──────── Data ────────

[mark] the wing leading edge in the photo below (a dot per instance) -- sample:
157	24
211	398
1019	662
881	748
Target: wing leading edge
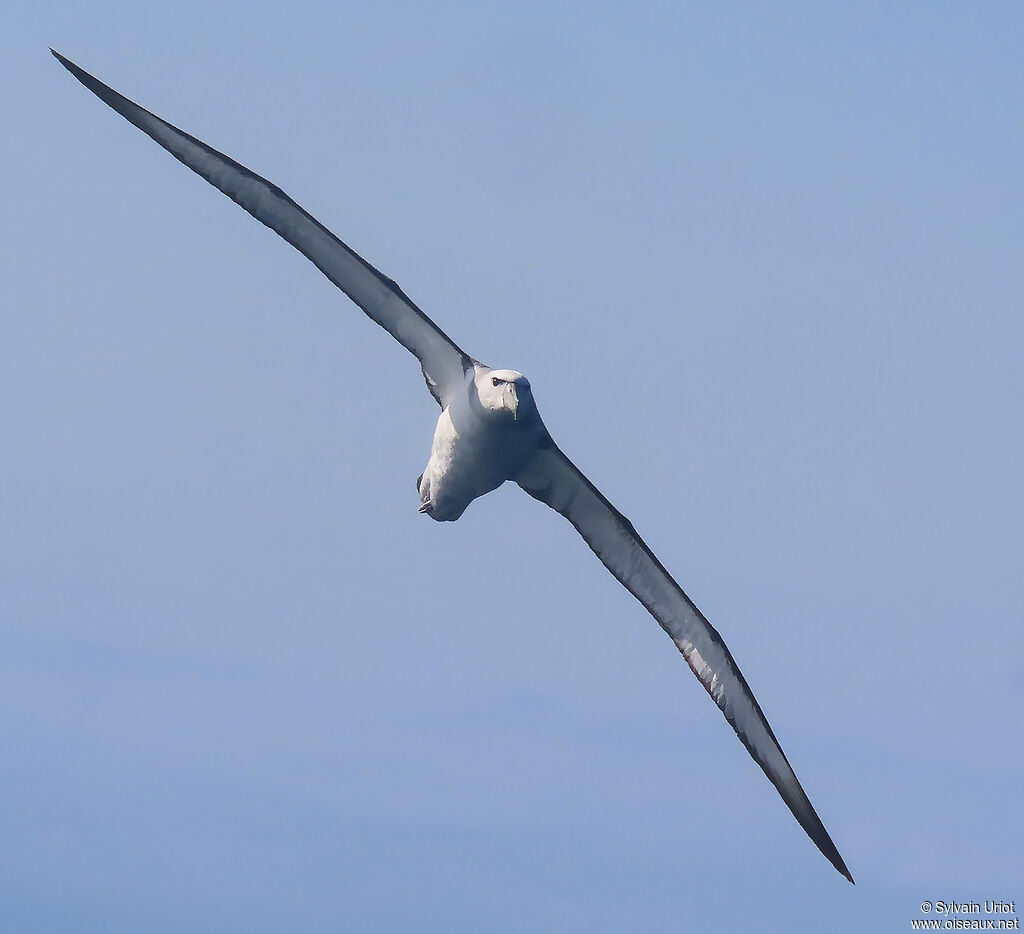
442	362
554	479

────────

Please reproduce the material above line for line, without any changes, and leave out the pictures.

Expected answer –
[mark] the wing leading edge in the photo below (a dot per instance) -- sample:
157	24
211	398
1019	662
881	748
Target: wing leading edge
442	362
554	479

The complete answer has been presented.